Stored data entries:
________________
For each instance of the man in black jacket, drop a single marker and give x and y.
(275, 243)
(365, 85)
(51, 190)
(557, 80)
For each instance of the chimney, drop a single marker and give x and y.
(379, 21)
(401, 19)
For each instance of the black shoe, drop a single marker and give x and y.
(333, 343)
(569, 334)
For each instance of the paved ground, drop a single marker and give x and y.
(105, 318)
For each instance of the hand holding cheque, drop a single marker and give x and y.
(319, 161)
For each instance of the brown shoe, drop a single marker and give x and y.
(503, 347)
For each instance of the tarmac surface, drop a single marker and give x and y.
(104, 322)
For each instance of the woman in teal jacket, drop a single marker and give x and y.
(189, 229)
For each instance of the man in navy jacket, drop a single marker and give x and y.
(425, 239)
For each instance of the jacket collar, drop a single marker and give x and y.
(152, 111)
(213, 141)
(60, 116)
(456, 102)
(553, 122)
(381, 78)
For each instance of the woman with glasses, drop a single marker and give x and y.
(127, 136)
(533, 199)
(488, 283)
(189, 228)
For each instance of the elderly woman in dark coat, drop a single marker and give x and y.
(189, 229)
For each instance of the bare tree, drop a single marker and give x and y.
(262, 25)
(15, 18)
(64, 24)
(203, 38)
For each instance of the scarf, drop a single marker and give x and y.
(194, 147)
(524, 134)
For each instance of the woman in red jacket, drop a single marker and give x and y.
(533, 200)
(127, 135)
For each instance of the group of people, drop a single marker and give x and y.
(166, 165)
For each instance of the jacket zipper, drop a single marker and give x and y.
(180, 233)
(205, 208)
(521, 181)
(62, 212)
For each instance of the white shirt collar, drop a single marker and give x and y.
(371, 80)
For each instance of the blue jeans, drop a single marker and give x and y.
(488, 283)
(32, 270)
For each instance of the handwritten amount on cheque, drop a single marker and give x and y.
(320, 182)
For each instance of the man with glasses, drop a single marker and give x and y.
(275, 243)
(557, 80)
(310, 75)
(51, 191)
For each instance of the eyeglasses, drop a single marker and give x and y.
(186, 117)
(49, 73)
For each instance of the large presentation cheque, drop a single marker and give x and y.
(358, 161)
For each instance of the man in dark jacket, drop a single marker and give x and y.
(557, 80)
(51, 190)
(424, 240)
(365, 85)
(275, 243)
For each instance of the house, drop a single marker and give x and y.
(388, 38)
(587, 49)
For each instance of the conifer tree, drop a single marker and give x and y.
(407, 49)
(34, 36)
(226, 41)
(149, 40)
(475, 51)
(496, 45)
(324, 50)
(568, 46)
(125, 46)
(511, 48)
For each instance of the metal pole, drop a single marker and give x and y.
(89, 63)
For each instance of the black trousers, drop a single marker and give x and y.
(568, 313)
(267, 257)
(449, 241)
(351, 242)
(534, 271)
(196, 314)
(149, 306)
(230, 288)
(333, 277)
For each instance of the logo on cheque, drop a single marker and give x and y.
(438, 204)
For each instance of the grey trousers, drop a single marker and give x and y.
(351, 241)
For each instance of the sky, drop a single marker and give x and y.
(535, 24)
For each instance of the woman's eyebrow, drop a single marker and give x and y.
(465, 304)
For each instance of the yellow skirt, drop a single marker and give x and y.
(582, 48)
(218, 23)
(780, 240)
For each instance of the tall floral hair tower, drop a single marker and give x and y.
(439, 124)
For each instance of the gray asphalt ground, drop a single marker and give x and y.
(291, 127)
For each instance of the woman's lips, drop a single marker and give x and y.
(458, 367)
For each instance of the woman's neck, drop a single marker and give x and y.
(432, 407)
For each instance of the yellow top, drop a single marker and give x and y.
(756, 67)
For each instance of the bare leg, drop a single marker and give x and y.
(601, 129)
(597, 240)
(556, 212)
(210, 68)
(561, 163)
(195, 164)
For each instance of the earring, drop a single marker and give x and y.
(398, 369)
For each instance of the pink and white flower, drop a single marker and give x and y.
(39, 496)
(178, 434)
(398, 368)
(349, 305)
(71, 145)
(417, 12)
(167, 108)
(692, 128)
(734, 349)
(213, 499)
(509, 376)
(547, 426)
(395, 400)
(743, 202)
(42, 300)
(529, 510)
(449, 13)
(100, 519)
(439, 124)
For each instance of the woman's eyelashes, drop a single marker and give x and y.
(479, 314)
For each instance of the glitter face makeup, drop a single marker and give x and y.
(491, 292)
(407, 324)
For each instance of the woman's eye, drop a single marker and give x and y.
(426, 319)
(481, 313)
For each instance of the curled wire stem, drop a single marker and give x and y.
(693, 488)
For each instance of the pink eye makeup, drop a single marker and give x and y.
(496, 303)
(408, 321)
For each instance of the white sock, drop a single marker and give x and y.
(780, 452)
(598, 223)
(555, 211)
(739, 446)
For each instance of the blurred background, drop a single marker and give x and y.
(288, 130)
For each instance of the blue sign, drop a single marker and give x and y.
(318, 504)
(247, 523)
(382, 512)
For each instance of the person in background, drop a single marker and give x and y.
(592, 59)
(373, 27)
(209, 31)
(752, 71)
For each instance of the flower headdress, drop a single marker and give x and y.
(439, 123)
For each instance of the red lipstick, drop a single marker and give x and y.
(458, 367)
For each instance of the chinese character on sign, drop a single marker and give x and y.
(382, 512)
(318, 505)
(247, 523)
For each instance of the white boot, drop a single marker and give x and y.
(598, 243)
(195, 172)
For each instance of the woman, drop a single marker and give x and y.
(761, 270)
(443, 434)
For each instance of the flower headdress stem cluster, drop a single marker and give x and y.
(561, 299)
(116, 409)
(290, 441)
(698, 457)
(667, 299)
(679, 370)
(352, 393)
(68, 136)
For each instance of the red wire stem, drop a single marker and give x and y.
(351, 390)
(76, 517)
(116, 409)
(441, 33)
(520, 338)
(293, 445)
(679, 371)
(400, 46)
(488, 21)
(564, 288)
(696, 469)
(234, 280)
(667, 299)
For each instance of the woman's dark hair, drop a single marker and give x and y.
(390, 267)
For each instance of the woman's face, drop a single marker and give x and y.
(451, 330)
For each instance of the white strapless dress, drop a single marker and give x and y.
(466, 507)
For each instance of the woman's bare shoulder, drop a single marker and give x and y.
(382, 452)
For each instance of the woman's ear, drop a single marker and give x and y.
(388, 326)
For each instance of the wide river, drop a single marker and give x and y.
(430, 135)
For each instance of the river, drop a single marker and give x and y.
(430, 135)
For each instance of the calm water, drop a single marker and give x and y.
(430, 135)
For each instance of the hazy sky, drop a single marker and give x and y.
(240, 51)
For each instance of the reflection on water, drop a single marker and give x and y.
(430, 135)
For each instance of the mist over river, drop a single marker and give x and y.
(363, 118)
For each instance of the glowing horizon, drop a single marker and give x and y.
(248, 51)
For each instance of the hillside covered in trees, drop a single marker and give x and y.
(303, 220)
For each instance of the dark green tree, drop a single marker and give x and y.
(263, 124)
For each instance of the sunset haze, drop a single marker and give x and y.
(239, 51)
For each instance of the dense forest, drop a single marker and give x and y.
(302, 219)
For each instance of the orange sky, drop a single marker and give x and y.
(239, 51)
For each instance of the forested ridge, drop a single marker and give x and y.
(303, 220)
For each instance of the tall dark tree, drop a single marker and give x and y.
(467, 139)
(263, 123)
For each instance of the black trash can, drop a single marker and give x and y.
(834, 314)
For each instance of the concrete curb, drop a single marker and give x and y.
________________
Would you restate word for word every line from the one holding "For each instance of the tall dark" to the end of the entries, both ends included?

For each instance of the tall dark tree, drop a single marker and give x and y.
(467, 139)
(263, 123)
For each instance of the black trash can, drop a single marker and give x and y.
(834, 314)
For each instance of the concrete curb, drop a single marker and give x and y.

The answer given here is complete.